[Work task]
Send back all the data below, exactly as given.

*** Provided information ***

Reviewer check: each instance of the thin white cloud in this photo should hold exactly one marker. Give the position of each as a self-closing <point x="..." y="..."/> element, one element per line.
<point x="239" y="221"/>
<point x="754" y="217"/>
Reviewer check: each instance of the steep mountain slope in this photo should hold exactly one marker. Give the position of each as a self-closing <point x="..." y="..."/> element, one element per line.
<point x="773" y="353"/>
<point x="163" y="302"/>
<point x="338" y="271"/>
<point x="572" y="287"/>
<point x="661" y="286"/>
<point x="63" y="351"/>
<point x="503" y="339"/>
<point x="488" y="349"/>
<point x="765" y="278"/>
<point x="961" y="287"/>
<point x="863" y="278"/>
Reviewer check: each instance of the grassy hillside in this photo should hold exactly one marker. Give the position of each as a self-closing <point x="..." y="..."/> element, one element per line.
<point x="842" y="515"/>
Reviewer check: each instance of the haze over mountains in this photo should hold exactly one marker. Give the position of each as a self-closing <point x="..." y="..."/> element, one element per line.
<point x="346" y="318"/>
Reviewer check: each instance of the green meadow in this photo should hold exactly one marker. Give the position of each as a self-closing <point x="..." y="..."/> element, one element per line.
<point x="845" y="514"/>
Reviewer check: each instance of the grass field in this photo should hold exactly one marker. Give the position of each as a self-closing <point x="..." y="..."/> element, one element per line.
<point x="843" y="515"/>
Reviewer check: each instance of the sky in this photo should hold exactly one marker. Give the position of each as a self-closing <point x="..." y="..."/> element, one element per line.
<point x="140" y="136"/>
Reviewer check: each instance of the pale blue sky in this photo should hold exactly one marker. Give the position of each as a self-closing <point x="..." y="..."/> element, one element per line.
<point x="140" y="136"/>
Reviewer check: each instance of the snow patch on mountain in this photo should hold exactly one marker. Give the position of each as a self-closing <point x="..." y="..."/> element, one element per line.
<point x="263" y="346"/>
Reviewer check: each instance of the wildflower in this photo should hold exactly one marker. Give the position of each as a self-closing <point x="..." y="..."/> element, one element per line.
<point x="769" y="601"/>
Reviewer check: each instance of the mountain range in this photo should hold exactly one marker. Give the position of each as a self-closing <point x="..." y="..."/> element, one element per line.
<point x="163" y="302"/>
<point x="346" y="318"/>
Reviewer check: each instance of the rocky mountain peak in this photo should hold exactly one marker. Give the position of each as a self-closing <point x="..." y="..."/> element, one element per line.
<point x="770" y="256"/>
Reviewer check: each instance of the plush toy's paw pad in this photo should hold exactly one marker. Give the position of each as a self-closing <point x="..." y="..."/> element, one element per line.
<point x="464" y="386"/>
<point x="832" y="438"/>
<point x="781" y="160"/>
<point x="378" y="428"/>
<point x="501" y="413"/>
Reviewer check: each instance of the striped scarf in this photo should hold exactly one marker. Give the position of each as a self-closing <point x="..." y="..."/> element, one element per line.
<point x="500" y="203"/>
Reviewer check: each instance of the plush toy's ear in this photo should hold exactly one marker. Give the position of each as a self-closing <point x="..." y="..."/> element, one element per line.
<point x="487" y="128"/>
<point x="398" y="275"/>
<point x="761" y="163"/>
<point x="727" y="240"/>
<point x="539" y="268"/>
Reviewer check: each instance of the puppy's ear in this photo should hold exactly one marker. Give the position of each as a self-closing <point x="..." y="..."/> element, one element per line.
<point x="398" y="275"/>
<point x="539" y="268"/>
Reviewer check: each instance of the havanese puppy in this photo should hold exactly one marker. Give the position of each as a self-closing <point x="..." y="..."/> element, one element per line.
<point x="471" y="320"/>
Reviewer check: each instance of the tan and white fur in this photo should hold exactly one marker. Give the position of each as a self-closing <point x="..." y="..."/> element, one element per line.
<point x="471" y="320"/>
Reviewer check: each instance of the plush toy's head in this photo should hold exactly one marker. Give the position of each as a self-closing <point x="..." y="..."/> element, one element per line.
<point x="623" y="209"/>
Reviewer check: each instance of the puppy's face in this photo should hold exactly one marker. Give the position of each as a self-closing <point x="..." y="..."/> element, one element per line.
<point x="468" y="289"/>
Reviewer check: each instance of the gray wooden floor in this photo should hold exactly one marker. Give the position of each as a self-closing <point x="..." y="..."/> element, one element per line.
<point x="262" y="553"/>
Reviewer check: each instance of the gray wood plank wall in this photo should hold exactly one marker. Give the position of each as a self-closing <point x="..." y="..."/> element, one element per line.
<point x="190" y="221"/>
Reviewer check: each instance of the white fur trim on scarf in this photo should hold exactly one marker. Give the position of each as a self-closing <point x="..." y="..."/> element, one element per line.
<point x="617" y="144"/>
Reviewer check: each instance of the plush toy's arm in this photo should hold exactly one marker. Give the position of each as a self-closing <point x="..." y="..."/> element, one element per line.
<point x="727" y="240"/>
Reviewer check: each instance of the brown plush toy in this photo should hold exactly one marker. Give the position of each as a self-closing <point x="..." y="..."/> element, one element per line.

*** End of Provided information ***

[Answer to this exercise]
Reviewer check: each instance of the thin white cloud in this photo should hold exactly one marker. Give the position of each as a self-closing <point x="..." y="..."/> element, one element per line.
<point x="239" y="221"/>
<point x="754" y="217"/>
Reviewer check: each instance of the steep mountain slope in this photo should hold exactly one marker. Give the position of each as a self-closing <point x="..." y="..."/> element, one element per line.
<point x="773" y="353"/>
<point x="163" y="302"/>
<point x="338" y="271"/>
<point x="572" y="287"/>
<point x="661" y="286"/>
<point x="63" y="351"/>
<point x="503" y="339"/>
<point x="488" y="349"/>
<point x="765" y="278"/>
<point x="961" y="287"/>
<point x="863" y="278"/>
Reviewer check: each instance of the grassy hillside in this photo should hold exactly one marker. Give the position of each as a self-closing <point x="..." y="..."/> element, one element per line.
<point x="842" y="515"/>
Reviewer check: each instance of the haze over mountains in this photo should hold exactly one marker. Give the position of each as a self-closing <point x="..." y="..."/> element, one element per line.
<point x="346" y="318"/>
Reviewer check: each instance of the green meadow in this photo should hold exactly one marker. Give the position of each as a self-closing <point x="..." y="..."/> element, one element per line.
<point x="845" y="514"/>
Reviewer check: each instance of the grass field in this photo should hold exactly one marker. Give the position of each as a self-closing <point x="..." y="..."/> element, one element per line.
<point x="843" y="515"/>
Reviewer check: each instance of the sky in this photo should hold exactly one marker. Give the position of each as a self-closing <point x="..." y="..."/> element, one element per line.
<point x="140" y="136"/>
Reviewer check: each instance of the pale blue sky in this photo should hold exactly one marker. Give the position of each as a self-closing <point x="..." y="..."/> element, one element per line.
<point x="140" y="136"/>
Reviewer check: each instance of the snow patch on mountain in this photo should hold exactly one marker. Give the position of each as a self-closing <point x="..." y="..."/> element, one element per line.
<point x="263" y="346"/>
Reviewer check: each instance of the wildflower in this photo should hold exactly one marker. Give the position of each as a self-closing <point x="..." y="..."/> element, one element per line.
<point x="769" y="601"/>
Reviewer check: each instance of the mountain range in this photo should hold exactly one marker. Give the position of each as a self-closing <point x="..." y="..."/> element, one element per line.
<point x="163" y="302"/>
<point x="346" y="318"/>
Reviewer check: each instance of the rocky mountain peak in this photo should hold exactly one marker. Give the position of each as a self-closing <point x="..." y="..."/> element, one element per line.
<point x="770" y="256"/>
Reviewer check: each instance of the plush toy's paw pad in this photo should hold exactly one marker. Give the position of each as a self-closing <point x="..." y="..."/> element, one element per line.
<point x="464" y="386"/>
<point x="832" y="438"/>
<point x="781" y="160"/>
<point x="378" y="428"/>
<point x="501" y="413"/>
Reviewer check: each instance of the striped scarf in this photo should hold exactly one marker. Give the position of each as a self-closing <point x="..." y="..."/> element, one element per line.
<point x="500" y="203"/>
Reviewer check: each instance of the plush toy's ear in this photo should hold exactly one marker. Give the position of each as a self-closing <point x="..." y="..."/> element, one element per line.
<point x="487" y="128"/>
<point x="398" y="275"/>
<point x="761" y="163"/>
<point x="727" y="240"/>
<point x="539" y="268"/>
Reviewer check: each instance of the puppy's ear in this photo should hold exactly one marker. Give the position of each as a self-closing <point x="..." y="..."/> element, one element per line.
<point x="398" y="275"/>
<point x="539" y="268"/>
Reviewer check: each instance of the havanese puppy in this photo should hold exactly one marker. Give the position of each as a self-closing <point x="..." y="..."/> element, one element per line.
<point x="471" y="320"/>
Reviewer check: each instance of the tan and white fur in this photo should hold exactly one marker. Give the position of each as a self-closing <point x="..." y="..."/> element, one element per line.
<point x="471" y="320"/>
Reviewer check: each instance of the plush toy's head in this photo should hold exactly one marker. Give the position of each as a self-closing <point x="..." y="..."/> element, one element per line.
<point x="623" y="209"/>
Reviewer check: each instance of the puppy's face in this photo should hold exactly one marker. Give the position of each as a self-closing <point x="..." y="..."/> element, one element per line.
<point x="468" y="289"/>
Reviewer check: each instance of the gray wooden floor in this photo should hold exactly one marker. Give the position of each as a self-closing <point x="..." y="..."/> element, one element per line.
<point x="262" y="553"/>
Reviewer check: each instance of the gray wood plank wall in this photo should hold exactly one marker. Give the position of each as a self-closing <point x="..." y="..."/> element, one element per line.
<point x="190" y="221"/>
Reviewer check: each instance of the white fur trim on scarf in this photo should hold exactly one marker. Give the position of each as a self-closing <point x="..." y="..."/> element, one element per line.
<point x="617" y="144"/>
Reviewer check: each instance of the plush toy's arm in this photo should hold exactly one marker. Give the position of each as a self-closing <point x="..." y="..."/> element, one element per line.
<point x="727" y="240"/>
Reviewer check: each instance of the brown plush toy in this photo should hold exactly one marker. Give the position of each as a self-closing <point x="..." y="..."/> element, one element per line.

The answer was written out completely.